## Start Data for this exercise
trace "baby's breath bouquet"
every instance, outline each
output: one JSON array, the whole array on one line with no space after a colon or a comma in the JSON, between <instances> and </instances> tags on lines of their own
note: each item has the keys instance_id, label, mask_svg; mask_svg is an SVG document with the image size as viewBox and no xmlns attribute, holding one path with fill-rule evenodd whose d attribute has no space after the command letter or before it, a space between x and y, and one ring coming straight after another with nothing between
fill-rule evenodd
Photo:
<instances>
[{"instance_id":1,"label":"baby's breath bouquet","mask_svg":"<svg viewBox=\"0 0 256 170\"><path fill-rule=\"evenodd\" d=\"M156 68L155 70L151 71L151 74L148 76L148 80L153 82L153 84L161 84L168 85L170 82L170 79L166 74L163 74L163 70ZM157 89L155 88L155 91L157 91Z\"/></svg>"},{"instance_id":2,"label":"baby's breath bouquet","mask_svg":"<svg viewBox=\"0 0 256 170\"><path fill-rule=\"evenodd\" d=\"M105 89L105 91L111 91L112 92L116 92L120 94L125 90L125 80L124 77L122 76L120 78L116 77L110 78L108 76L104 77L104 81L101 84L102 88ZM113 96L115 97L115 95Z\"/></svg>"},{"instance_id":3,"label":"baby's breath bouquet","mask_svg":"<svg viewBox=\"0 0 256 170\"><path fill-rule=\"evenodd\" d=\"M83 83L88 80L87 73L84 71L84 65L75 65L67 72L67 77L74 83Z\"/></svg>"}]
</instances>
## End Data for this exercise
## Start Data for this exercise
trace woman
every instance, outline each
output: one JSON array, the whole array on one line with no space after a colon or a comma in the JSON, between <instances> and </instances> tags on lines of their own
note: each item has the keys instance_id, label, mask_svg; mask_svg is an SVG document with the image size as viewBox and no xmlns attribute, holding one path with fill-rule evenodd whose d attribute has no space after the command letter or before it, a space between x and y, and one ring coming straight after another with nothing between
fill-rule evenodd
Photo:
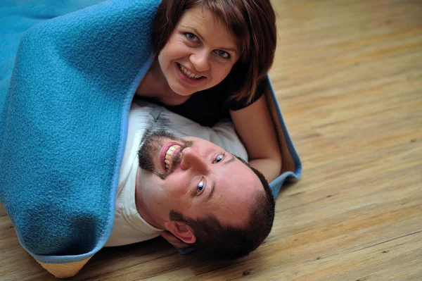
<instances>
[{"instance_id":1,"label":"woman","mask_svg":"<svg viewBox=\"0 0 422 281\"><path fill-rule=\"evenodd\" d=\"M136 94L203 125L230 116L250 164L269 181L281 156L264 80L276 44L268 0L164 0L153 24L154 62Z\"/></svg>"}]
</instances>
## End Data for this exercise
## Start Data for this exercise
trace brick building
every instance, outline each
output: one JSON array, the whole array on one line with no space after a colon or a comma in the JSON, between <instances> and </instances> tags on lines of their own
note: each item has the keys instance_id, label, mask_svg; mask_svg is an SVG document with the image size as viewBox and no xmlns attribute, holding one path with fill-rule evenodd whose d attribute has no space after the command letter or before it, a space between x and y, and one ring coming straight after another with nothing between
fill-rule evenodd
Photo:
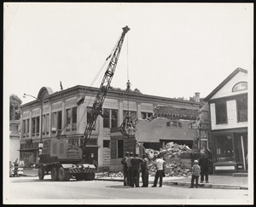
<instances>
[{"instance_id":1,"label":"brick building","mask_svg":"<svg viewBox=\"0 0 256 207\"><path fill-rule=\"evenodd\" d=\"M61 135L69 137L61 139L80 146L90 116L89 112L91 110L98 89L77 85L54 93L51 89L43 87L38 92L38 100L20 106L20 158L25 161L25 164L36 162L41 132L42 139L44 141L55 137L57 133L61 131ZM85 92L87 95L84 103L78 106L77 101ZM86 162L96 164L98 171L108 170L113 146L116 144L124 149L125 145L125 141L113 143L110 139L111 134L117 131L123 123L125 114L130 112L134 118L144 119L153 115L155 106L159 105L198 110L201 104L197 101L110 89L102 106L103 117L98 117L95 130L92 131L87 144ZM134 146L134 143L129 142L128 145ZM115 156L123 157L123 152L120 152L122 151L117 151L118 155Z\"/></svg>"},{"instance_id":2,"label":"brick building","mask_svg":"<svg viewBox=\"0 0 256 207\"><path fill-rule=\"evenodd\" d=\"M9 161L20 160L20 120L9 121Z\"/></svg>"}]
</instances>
## End Data for this exercise
■ Task prompt
Report every line of the listing above that contains the word "trace", copying each such line in full.

■ Answer to this problem
trace "baby's breath bouquet"
trace woman
trace brick building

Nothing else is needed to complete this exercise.